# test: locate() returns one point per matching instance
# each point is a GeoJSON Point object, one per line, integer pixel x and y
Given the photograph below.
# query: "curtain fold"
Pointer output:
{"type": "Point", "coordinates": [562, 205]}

————

Rewrite the lines above as a JSON array of strings, one string per line, and leave out any blank lines.

[
  "# test: locate() returns one point per matching instance",
  "# each point is a GeoJSON Point object, one per line, integer pixel x and y",
  "Given the photograph below.",
  "# query: \"curtain fold\"",
  "Pointer output:",
  "{\"type\": \"Point\", \"coordinates\": [562, 205]}"
]